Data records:

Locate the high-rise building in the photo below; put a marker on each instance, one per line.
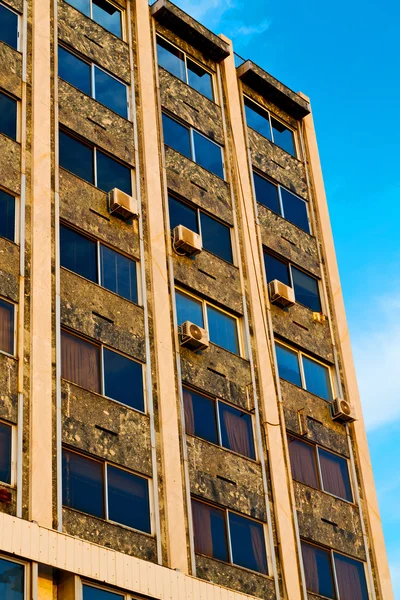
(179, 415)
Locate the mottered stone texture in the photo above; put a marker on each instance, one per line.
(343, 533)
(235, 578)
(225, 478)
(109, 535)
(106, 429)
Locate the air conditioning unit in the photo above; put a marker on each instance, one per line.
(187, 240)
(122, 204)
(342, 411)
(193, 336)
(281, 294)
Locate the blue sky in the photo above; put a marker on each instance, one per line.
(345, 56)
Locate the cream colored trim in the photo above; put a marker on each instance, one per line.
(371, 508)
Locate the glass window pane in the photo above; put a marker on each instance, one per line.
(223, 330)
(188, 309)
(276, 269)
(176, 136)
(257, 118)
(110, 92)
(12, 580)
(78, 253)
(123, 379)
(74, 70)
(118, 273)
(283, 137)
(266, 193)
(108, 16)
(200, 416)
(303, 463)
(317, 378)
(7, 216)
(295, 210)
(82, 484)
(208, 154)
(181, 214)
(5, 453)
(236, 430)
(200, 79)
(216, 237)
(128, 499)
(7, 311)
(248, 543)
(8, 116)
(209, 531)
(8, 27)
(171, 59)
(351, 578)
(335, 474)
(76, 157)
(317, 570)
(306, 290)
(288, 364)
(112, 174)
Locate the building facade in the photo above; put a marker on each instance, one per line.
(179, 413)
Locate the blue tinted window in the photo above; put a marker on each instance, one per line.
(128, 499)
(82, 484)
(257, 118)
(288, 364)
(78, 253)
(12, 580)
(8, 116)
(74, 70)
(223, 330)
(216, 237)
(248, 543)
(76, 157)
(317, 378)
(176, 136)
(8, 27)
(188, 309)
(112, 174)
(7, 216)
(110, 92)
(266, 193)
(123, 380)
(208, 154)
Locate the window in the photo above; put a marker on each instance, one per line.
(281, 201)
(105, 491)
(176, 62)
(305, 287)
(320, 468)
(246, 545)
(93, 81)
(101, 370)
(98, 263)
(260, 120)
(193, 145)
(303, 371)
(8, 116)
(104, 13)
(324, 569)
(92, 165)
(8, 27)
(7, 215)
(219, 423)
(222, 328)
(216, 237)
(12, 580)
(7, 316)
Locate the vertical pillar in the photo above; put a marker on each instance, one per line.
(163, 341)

**YOUR TASK**: Reproduce all of the items above word for word, omitting the pictures.

**SOLUTION TO THIS TASK**:
Locate the high-rise building in the photo below; put a marker on each instance, one per line.
(179, 415)
Locate the mottered stone texture in the photo above; put a marker on each instance, one per line.
(343, 533)
(235, 578)
(225, 478)
(109, 535)
(106, 429)
Locate the air conditioning unit in the photo above; put a marker on each instance, one per line.
(187, 240)
(122, 204)
(342, 411)
(193, 336)
(281, 294)
Locate the blue sky in the photo above; put a marker on each instance, one per line.
(345, 56)
Locate the cream colored trim in the photo above; put a marker on each instance, one per line.
(371, 508)
Locate the glass window pane in the photo above; put a marker on each instance, one per line.
(223, 330)
(188, 309)
(276, 269)
(176, 136)
(257, 118)
(110, 92)
(12, 580)
(78, 253)
(123, 379)
(74, 70)
(118, 273)
(283, 137)
(266, 193)
(108, 16)
(200, 416)
(303, 463)
(317, 378)
(7, 216)
(295, 210)
(82, 484)
(208, 154)
(181, 214)
(5, 453)
(236, 430)
(200, 79)
(216, 237)
(128, 499)
(7, 311)
(248, 543)
(8, 116)
(209, 531)
(8, 27)
(171, 59)
(351, 578)
(335, 474)
(76, 157)
(317, 570)
(306, 290)
(288, 364)
(112, 174)
Locate the building facade in the photo above; put a marker on each instance, one per line.
(179, 413)
Locate the blue tinted window in the photo above; put a marker on each instance, one per line.
(128, 499)
(82, 484)
(257, 118)
(288, 364)
(78, 253)
(12, 580)
(8, 116)
(74, 70)
(223, 330)
(216, 237)
(248, 543)
(76, 157)
(317, 378)
(176, 136)
(8, 27)
(188, 309)
(112, 174)
(7, 216)
(110, 92)
(266, 193)
(123, 380)
(208, 154)
Locate the window in the photo above; put a marker on each instance, one per line.
(281, 201)
(105, 491)
(176, 62)
(305, 287)
(320, 468)
(246, 545)
(93, 81)
(101, 370)
(98, 263)
(260, 120)
(193, 145)
(303, 371)
(8, 116)
(104, 13)
(324, 569)
(92, 165)
(8, 27)
(7, 215)
(219, 423)
(222, 328)
(216, 237)
(12, 580)
(7, 316)
Locate the vertical pillar in the photo above; put a marker on each instance, one per line.
(163, 341)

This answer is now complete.